Seitentext -

Mitte Februar gelang es ihm demnach, sich aus dem mutmasslichen Martyrium zu befreien, indem er das Haus in der Stadt Waterbury in Brand steckte. Polizisten und Feuerwehrleuten vertraute sich der völlig abgemagerte Mann dann an.

Begonnen habe seine Gefangenschaft im Alter von etwa elf Jahren, sagte er laut einem Haftbefehl, der gegen seine Stiefmutter erging. Er habe im eigenen Haus nicht auf die Toilette gehen dürfen. Um seine Hinterlassenschaften zu entsorgen, habe er sich einiges einfallen lassen. So habe er mehrere Strohhalme genutzt, über die er seine Körperflüssigkeiten in ein Loch im Fenster gedrückt habe.

Deine Aufgaben -
a) Übersetze den Satz „Er habe im eigenen Haus nicht auf die Toilette gehen dürfen.“ aus dem Seitentext ins Englische.
b) Entnimm dem Seitentext wortgetreu den Abschnitt, der mit „Mitte Februar gelang“ beginnt und mit „Fenster gedrückt habe.“ endet.

Bereitgestellte Zeilen -
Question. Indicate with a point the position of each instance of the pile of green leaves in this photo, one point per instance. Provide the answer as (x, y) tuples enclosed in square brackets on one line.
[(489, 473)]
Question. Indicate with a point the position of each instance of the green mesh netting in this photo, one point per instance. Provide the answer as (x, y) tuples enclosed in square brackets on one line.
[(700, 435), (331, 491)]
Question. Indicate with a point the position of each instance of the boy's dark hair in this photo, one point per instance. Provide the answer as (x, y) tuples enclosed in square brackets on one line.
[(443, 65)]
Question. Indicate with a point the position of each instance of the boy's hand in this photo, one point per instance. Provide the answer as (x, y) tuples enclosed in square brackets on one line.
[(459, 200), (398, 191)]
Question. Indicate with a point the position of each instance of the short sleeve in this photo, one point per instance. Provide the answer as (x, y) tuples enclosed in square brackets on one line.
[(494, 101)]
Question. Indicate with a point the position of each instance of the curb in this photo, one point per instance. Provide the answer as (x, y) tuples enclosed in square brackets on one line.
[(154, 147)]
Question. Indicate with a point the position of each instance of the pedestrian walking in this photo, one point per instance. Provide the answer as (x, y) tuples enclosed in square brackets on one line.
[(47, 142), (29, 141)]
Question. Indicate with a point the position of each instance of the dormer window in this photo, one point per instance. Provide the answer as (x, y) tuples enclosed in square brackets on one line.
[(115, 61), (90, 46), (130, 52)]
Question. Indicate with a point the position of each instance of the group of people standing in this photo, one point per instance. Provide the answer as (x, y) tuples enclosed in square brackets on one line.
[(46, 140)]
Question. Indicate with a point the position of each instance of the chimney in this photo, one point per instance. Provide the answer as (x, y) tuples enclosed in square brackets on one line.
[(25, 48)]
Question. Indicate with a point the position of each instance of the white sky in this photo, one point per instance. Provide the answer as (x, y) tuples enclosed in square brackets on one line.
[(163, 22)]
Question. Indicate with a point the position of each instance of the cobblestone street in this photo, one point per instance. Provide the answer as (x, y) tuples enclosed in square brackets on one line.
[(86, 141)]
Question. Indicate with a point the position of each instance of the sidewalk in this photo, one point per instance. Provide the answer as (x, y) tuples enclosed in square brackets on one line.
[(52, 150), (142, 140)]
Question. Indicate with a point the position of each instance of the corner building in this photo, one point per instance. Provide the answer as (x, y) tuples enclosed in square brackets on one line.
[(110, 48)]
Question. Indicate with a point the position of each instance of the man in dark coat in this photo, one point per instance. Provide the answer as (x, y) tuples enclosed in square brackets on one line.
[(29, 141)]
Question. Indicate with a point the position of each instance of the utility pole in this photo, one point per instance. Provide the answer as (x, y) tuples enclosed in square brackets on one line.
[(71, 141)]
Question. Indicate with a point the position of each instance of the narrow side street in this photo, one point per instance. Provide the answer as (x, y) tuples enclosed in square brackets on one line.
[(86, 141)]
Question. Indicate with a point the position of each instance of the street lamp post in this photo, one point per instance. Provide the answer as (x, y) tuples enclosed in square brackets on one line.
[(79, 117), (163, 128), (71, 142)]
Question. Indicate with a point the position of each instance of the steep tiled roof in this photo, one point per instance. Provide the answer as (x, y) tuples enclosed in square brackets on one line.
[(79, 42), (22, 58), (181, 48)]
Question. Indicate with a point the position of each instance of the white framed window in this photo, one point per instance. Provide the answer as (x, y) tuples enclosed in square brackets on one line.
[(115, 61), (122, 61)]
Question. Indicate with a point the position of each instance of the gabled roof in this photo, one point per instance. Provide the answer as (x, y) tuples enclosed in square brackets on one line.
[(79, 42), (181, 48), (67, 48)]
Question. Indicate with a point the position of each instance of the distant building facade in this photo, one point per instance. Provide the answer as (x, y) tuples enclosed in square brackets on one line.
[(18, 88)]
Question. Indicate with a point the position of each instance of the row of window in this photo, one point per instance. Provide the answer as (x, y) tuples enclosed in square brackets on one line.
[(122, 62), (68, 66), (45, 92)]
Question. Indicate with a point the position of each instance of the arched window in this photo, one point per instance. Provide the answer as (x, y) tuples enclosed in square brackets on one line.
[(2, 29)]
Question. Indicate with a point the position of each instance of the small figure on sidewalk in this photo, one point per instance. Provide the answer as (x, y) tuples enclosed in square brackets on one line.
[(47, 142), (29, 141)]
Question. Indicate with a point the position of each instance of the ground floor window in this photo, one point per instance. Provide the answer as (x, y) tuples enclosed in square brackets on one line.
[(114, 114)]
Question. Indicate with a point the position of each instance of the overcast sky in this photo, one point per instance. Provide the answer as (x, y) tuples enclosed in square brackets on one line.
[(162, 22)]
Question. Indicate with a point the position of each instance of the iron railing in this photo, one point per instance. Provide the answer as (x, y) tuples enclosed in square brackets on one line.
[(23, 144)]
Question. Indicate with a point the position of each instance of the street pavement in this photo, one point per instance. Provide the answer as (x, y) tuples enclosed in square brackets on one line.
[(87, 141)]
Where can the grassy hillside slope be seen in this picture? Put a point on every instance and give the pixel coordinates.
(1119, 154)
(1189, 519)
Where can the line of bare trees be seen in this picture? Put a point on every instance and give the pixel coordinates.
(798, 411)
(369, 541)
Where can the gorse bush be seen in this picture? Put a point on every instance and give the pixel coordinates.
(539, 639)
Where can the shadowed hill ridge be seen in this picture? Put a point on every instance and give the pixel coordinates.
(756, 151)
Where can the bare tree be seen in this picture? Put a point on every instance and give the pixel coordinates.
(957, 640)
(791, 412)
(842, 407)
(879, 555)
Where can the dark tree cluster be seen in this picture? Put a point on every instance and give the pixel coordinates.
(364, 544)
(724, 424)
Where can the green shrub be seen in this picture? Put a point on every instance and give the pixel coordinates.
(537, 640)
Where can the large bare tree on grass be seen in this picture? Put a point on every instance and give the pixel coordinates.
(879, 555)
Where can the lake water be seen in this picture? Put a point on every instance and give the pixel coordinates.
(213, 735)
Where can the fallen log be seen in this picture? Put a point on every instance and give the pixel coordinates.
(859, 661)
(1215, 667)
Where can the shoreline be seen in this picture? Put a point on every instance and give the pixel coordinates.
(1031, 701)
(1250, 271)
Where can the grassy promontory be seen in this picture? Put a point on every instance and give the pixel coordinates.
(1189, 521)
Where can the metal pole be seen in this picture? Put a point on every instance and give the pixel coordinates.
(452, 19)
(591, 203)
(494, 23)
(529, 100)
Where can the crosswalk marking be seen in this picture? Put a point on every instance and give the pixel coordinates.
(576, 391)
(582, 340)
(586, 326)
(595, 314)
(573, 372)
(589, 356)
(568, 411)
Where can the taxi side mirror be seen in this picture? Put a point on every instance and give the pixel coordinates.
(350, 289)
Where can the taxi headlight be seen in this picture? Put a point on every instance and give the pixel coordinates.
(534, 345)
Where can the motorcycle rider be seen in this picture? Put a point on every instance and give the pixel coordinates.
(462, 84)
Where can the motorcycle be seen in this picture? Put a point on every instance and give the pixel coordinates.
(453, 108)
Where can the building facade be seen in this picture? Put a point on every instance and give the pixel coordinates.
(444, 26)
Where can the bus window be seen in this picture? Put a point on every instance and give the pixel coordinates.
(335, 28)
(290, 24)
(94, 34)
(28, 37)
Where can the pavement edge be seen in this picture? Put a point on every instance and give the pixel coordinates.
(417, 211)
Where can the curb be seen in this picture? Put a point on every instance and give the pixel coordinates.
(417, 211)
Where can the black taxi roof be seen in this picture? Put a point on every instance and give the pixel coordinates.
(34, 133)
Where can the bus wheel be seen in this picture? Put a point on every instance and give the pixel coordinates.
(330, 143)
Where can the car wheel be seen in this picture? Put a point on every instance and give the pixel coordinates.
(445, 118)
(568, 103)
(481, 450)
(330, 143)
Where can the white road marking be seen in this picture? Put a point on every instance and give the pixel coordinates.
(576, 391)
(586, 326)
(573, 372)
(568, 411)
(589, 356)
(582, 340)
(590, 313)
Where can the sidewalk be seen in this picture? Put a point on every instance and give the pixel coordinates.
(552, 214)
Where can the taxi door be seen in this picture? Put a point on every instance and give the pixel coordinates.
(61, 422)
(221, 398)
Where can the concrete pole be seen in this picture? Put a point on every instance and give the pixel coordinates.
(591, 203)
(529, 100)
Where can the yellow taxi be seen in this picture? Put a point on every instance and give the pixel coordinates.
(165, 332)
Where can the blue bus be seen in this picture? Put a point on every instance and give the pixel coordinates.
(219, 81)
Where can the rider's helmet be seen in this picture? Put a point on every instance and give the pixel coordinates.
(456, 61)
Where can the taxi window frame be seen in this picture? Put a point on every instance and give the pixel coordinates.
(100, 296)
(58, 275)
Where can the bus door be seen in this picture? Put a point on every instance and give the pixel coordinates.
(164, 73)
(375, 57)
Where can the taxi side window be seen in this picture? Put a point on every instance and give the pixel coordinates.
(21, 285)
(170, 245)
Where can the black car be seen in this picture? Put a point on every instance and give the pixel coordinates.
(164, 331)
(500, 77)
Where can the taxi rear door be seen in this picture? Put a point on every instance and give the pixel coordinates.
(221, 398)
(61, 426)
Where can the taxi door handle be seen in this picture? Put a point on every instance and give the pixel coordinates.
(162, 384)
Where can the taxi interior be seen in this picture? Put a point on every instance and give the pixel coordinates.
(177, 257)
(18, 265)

Lösungen -
a) He said he had not been allowed to use the toilet in his own house.

b)
Mitte Februar gelang es ihm demnach, sich aus dem mutmasslichen Martyrium zu befreien, indem er das Haus in der Stadt Waterbury in Brand steckte. Polizisten und Feuerwehrleuten vertraute sich der völlig abgemagerte Mann dann an.

Begonnen habe seine Gefangenschaft im Alter von etwa elf Jahren, sagte er laut einem Haftbefehl, der gegen seine Stiefmutter erging. Er habe im eigenen Haus nicht auf die Toilette gehen dürfen. Um seine Hinterlassenschaften zu entsorgen, habe er sich einiges einfallen lassen. So habe er mehrere Strohhalme genutzt, über die er seine Körperflüssigkeiten in ein Loch im Fenster gedrückt habe.